═══ RECORDS FOR THIS TASK ═══
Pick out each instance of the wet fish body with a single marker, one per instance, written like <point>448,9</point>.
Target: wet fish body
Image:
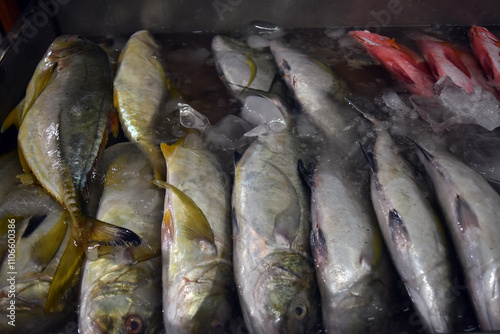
<point>64,126</point>
<point>411,231</point>
<point>404,64</point>
<point>140,90</point>
<point>121,293</point>
<point>470,206</point>
<point>197,275</point>
<point>43,229</point>
<point>486,47</point>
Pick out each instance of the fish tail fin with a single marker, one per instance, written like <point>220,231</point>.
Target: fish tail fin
<point>14,117</point>
<point>107,234</point>
<point>71,260</point>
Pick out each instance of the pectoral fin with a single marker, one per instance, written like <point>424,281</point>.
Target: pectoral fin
<point>39,81</point>
<point>44,249</point>
<point>191,220</point>
<point>65,273</point>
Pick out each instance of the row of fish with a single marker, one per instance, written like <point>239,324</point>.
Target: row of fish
<point>293,230</point>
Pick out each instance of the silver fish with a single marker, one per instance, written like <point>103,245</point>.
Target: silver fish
<point>470,206</point>
<point>413,234</point>
<point>121,291</point>
<point>198,282</point>
<point>64,124</point>
<point>272,260</point>
<point>140,92</point>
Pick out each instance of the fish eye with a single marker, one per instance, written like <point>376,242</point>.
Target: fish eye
<point>299,310</point>
<point>218,328</point>
<point>133,324</point>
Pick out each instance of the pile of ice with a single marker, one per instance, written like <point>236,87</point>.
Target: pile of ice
<point>452,106</point>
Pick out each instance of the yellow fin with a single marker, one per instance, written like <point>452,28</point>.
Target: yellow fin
<point>47,246</point>
<point>14,117</point>
<point>253,70</point>
<point>169,150</point>
<point>65,274</point>
<point>38,82</point>
<point>194,223</point>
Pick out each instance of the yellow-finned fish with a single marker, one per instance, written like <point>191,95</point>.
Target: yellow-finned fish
<point>198,282</point>
<point>63,128</point>
<point>271,228</point>
<point>39,229</point>
<point>140,92</point>
<point>121,291</point>
<point>470,206</point>
<point>413,234</point>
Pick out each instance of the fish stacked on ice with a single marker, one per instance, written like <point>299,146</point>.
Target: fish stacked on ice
<point>293,259</point>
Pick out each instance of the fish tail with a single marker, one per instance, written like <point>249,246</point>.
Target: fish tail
<point>71,260</point>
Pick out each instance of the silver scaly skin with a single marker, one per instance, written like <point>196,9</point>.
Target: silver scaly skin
<point>121,289</point>
<point>272,261</point>
<point>198,281</point>
<point>353,269</point>
<point>413,234</point>
<point>271,227</point>
<point>471,208</point>
<point>140,91</point>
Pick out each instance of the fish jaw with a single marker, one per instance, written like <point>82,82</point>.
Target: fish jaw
<point>486,48</point>
<point>470,207</point>
<point>401,62</point>
<point>203,295</point>
<point>126,297</point>
<point>279,297</point>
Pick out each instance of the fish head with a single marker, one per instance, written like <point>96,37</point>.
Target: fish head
<point>67,45</point>
<point>243,69</point>
<point>301,71</point>
<point>362,308</point>
<point>204,296</point>
<point>284,298</point>
<point>124,306</point>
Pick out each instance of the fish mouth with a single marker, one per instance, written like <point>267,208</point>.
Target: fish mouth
<point>284,289</point>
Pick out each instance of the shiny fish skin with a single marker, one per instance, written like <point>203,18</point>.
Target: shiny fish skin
<point>197,275</point>
<point>116,293</point>
<point>43,230</point>
<point>339,188</point>
<point>10,167</point>
<point>470,206</point>
<point>272,261</point>
<point>140,90</point>
<point>354,274</point>
<point>64,126</point>
<point>412,234</point>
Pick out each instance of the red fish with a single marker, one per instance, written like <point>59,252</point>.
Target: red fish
<point>486,49</point>
<point>406,65</point>
<point>445,59</point>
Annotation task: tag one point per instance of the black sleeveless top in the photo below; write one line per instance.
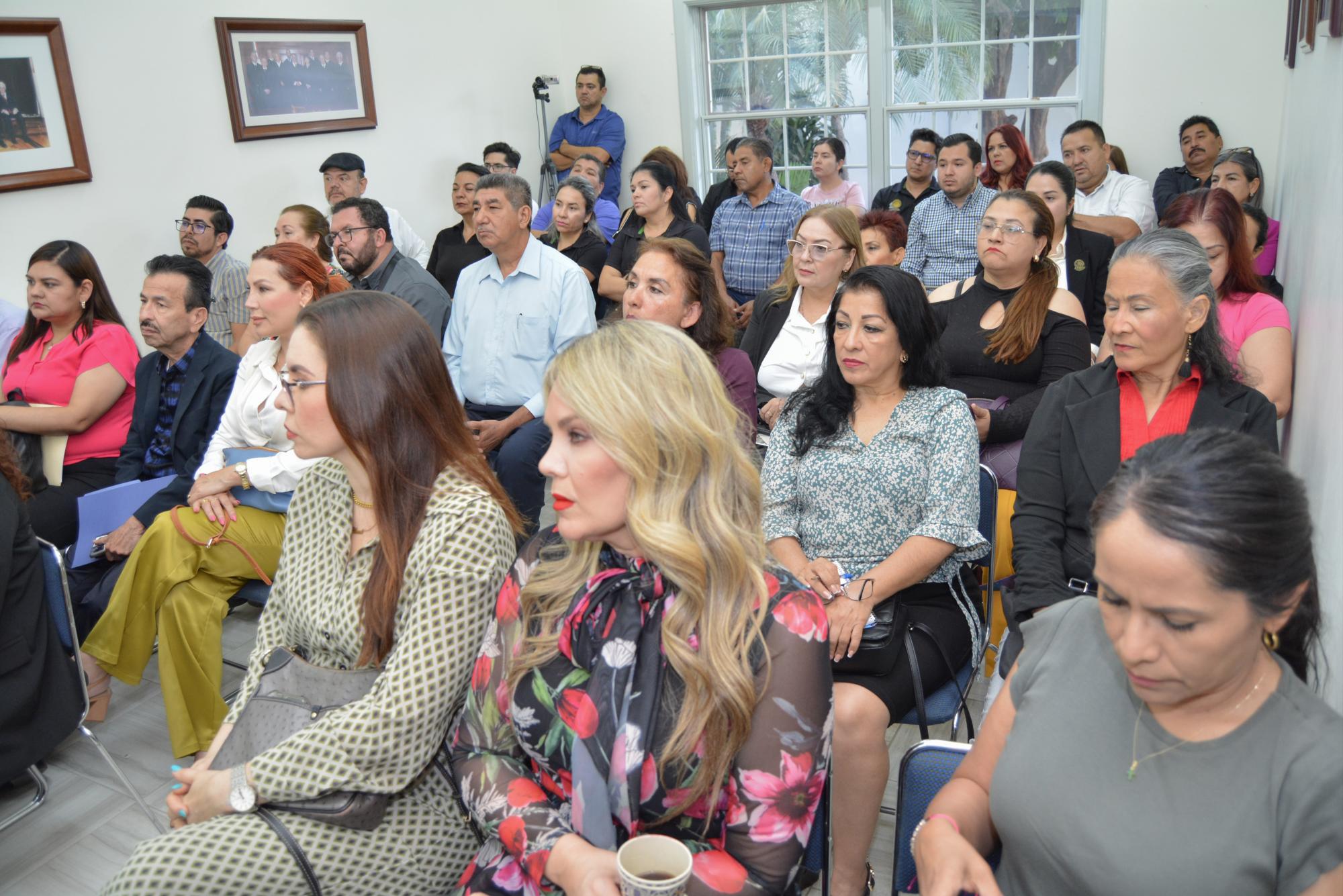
═══
### WHAT IS ASKED:
Give back the data from the line with "Pick out each instance of the fish mouth" up to and including the line with "<point>284,289</point>", replacing "mouth" with "jaw" and leaving everything else unchanged.

### OUTPUT OF THE TASK:
Pick out each instance of the fish jaw with a single marker, one per instance, written like <point>267,208</point>.
Target: fish jaw
<point>284,289</point>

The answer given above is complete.